▶ [Goal]:
In the data below, copy the stretch from the line containing "Put a pin on every instance of the mown" through the line containing "x=336 y=275", substituting "trimmed lawn" for "mown grass" and leaving everything else as it is.

-*-*-

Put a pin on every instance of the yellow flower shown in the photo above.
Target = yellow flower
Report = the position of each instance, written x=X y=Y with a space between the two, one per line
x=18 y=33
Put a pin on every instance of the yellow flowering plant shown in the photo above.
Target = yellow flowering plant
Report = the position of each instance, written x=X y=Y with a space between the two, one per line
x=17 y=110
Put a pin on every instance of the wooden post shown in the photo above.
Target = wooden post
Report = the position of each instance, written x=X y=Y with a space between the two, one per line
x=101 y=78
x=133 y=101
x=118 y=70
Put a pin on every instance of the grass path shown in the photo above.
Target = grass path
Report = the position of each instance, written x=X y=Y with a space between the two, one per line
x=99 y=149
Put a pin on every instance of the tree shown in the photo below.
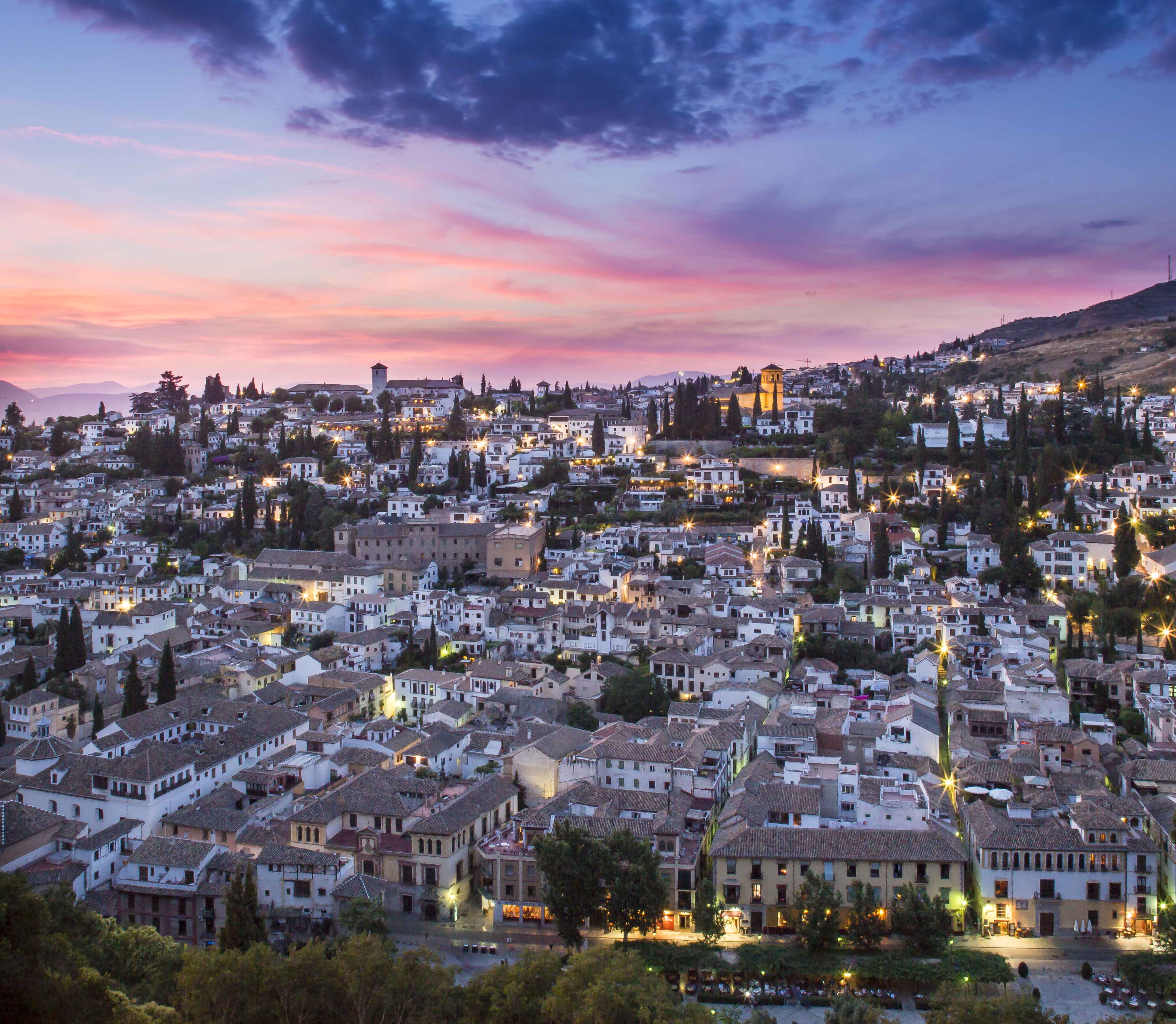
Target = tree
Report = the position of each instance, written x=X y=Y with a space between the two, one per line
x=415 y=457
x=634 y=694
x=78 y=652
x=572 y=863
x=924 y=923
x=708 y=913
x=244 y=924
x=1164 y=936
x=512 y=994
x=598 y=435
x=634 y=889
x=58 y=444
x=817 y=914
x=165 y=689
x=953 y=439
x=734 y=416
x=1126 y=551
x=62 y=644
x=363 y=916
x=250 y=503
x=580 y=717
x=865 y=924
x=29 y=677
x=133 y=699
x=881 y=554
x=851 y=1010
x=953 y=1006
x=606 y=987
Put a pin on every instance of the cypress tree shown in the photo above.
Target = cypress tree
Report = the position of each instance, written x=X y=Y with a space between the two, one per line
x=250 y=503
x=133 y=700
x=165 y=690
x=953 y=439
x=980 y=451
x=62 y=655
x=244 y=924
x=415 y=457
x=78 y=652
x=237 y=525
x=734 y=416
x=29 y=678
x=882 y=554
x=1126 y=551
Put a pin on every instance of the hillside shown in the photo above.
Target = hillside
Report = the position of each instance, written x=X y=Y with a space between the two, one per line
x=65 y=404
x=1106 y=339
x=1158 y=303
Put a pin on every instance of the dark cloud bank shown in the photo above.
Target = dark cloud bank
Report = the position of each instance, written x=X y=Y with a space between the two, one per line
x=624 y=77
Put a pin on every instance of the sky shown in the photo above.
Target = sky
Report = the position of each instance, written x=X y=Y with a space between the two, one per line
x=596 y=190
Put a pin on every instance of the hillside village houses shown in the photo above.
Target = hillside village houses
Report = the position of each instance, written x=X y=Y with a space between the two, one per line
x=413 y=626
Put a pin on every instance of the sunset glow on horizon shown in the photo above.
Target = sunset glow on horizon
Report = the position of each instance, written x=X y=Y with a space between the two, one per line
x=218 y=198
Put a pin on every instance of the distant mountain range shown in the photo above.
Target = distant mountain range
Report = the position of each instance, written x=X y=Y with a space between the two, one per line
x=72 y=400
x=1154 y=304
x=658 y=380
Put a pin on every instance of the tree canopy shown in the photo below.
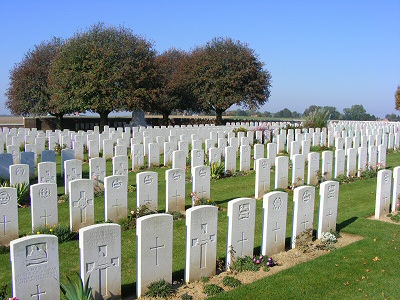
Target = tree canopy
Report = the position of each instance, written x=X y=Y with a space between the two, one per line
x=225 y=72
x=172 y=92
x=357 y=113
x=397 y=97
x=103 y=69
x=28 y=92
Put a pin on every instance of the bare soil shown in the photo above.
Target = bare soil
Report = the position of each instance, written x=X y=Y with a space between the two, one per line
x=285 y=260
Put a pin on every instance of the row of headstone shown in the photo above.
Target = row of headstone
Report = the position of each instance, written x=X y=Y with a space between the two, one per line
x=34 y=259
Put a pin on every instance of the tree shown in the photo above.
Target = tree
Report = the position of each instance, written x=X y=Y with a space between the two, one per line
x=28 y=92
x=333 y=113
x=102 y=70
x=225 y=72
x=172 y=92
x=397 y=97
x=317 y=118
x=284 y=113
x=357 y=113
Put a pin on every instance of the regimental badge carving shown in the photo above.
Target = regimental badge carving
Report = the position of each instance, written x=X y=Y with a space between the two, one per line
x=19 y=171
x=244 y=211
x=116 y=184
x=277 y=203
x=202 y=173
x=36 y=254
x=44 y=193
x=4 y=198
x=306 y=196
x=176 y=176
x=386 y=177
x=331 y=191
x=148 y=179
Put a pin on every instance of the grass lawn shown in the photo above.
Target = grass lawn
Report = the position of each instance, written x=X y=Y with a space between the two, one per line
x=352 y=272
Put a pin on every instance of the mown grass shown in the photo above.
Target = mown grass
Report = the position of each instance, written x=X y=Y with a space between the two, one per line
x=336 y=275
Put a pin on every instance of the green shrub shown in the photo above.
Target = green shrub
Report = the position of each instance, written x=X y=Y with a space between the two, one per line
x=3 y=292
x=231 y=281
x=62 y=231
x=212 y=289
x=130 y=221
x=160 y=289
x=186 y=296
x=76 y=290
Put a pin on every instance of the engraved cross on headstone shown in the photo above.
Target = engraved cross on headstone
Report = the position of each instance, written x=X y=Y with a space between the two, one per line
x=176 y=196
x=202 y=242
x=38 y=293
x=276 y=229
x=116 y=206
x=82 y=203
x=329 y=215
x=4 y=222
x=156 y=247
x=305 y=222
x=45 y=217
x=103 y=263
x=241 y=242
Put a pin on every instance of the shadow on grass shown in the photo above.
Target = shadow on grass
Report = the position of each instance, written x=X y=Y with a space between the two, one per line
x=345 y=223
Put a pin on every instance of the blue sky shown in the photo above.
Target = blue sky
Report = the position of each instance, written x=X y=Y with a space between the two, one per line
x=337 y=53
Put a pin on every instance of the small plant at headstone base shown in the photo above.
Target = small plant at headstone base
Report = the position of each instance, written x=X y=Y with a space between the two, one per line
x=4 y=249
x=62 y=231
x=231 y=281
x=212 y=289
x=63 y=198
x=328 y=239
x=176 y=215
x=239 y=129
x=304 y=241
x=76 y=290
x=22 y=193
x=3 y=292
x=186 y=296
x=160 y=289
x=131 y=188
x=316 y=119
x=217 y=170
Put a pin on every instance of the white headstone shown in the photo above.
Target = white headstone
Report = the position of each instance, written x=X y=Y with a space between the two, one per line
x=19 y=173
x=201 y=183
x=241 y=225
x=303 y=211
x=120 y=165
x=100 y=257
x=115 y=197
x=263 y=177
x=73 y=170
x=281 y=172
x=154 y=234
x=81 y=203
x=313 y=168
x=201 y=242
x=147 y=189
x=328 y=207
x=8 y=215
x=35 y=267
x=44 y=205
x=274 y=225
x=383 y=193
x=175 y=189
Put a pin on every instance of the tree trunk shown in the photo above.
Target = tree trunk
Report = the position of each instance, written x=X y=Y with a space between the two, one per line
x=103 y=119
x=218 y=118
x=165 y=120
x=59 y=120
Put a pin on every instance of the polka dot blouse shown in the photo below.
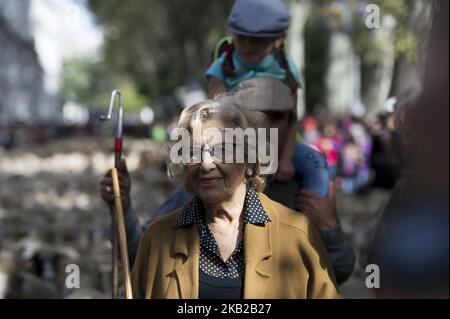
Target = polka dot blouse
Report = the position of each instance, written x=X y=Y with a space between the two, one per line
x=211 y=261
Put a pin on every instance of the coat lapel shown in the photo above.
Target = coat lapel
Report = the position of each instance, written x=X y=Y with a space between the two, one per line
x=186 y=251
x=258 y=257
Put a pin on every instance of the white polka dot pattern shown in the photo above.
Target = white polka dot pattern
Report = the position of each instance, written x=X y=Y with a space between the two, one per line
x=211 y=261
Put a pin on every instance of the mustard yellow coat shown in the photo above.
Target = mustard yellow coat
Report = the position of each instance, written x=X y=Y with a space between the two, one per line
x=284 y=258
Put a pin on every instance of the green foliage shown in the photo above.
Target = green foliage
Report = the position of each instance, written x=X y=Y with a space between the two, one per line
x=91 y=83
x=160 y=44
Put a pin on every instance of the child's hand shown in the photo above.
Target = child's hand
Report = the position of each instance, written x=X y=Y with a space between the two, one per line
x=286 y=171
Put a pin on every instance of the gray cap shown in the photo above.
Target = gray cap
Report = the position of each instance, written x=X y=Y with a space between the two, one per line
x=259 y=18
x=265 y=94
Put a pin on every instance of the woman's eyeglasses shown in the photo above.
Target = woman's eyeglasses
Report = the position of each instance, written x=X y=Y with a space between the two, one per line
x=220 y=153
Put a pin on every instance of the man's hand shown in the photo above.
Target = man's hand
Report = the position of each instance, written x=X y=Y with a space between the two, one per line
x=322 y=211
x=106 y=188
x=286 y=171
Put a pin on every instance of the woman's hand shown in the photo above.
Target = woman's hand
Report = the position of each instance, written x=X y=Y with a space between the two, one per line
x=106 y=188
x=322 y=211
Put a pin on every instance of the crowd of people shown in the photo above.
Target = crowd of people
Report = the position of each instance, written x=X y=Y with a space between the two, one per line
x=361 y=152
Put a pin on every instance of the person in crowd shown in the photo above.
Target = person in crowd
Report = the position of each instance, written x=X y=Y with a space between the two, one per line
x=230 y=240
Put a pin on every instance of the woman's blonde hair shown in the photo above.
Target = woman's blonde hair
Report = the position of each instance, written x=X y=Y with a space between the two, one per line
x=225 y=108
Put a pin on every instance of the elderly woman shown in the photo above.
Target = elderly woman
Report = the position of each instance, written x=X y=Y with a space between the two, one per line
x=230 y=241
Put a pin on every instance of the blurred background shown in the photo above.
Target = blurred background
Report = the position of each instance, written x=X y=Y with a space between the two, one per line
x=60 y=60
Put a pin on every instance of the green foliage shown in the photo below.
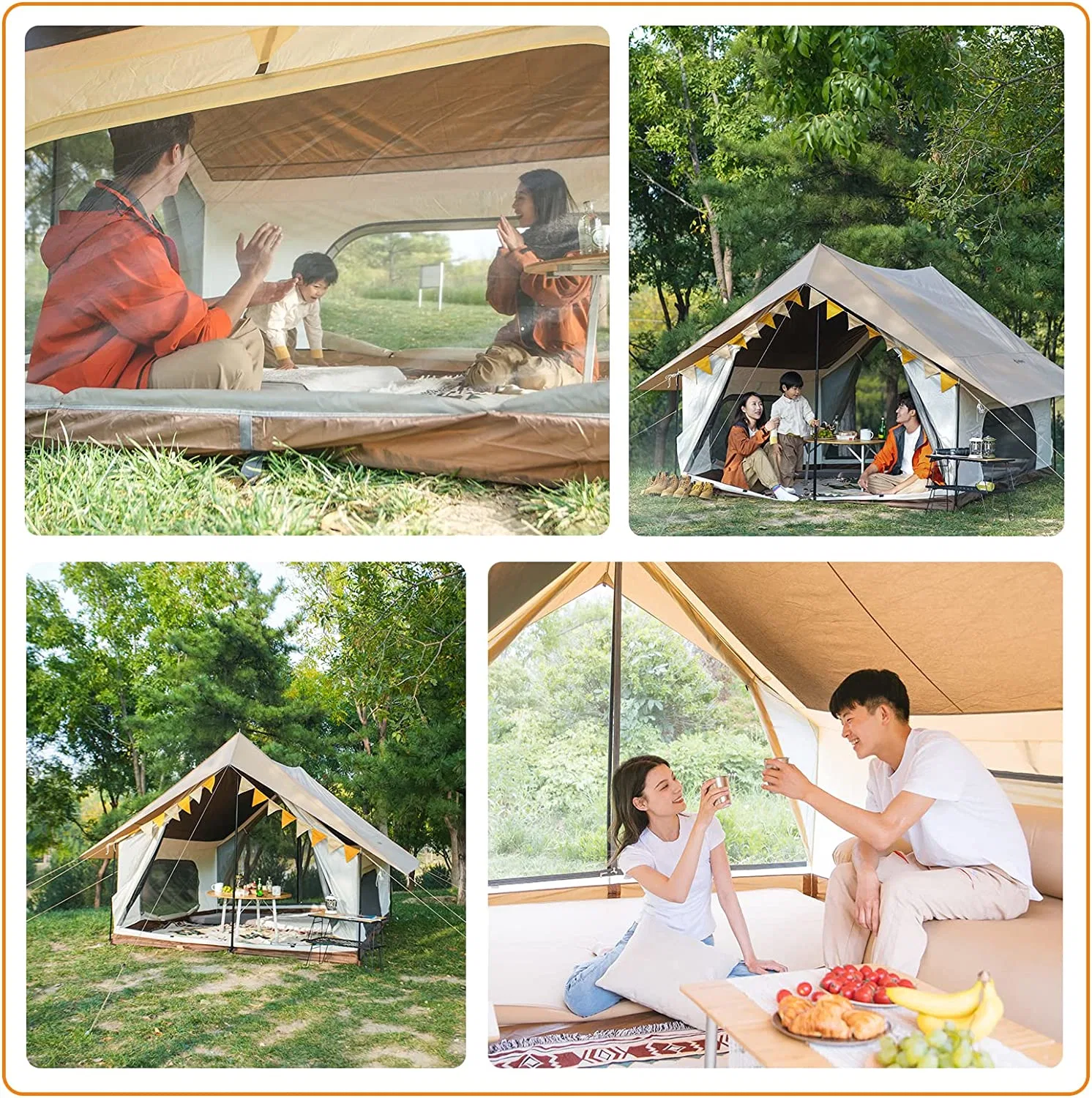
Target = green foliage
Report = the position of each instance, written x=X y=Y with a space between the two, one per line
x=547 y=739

-*-*-

▶ [Solution to this exercise]:
Put a pin on every instance of the trimmed lawn shown in the photo above.
Target = trimmed lawn
Report = the position of each instance, written x=X y=Y with a space between the two, one per line
x=336 y=275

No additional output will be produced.